TASK DETAILS
Repeat word for word, please, only the lines from the one that includes "ok so i need to find the sky" through the final line of the data.
Start of RECORDS TO USE
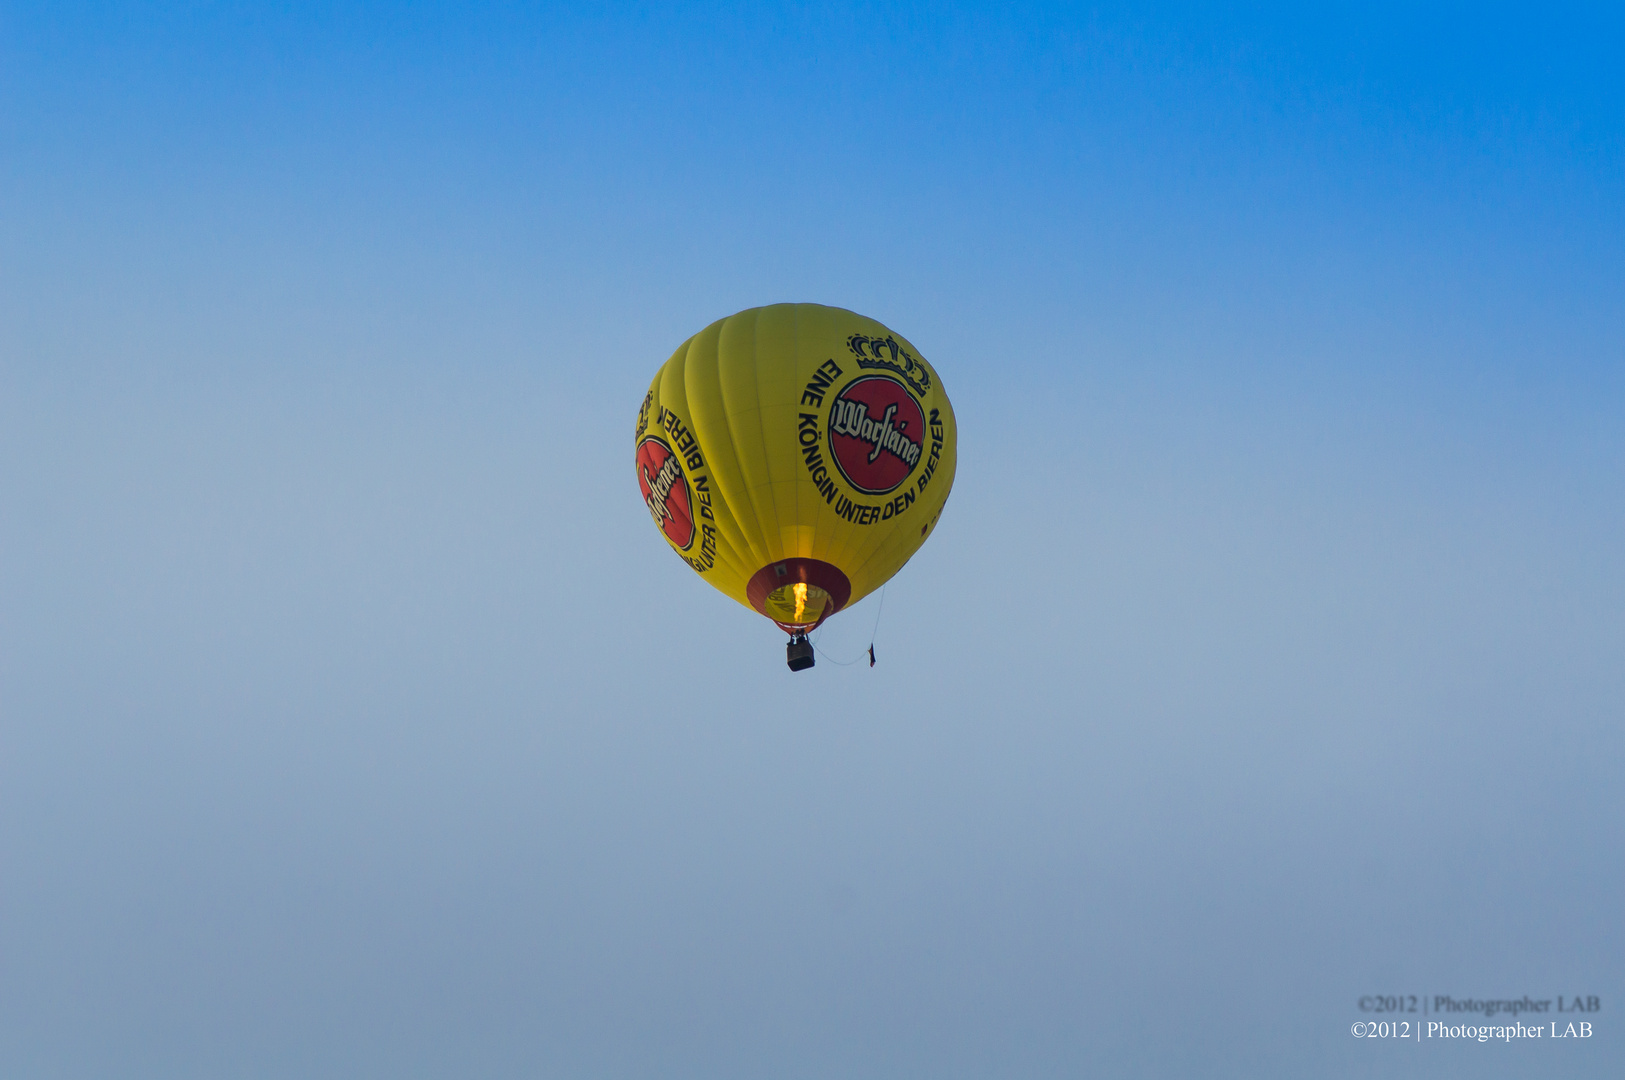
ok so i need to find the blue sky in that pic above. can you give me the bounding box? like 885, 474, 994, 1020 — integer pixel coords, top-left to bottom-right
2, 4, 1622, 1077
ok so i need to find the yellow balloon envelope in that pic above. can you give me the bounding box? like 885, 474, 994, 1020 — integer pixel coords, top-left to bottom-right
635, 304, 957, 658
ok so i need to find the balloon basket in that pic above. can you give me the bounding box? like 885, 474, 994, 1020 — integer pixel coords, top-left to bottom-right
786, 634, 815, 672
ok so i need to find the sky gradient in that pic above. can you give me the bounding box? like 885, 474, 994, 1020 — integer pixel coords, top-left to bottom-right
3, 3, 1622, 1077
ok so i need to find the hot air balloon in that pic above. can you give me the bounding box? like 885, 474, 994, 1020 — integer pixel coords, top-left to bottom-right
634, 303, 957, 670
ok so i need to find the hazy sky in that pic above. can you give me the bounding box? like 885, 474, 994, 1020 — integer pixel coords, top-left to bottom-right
End of RECORDS TO USE
TASK RESULT
ok so i need to find the sky gradient in that pic above. can you give me the bounding box? like 885, 474, 994, 1020 — integer pixel coords, top-left to bottom-right
3, 3, 1622, 1077
ok so i need to find the hot air balloon in that pic above. can you give me the bounding box? like 885, 474, 994, 1020 — integer pixel coords, top-left to bottom-right
634, 303, 957, 670
ok so i need to find the hazy sky in that pic above. can you give me the bounding box? like 885, 474, 994, 1020 — integer pixel coords, top-left to bottom-right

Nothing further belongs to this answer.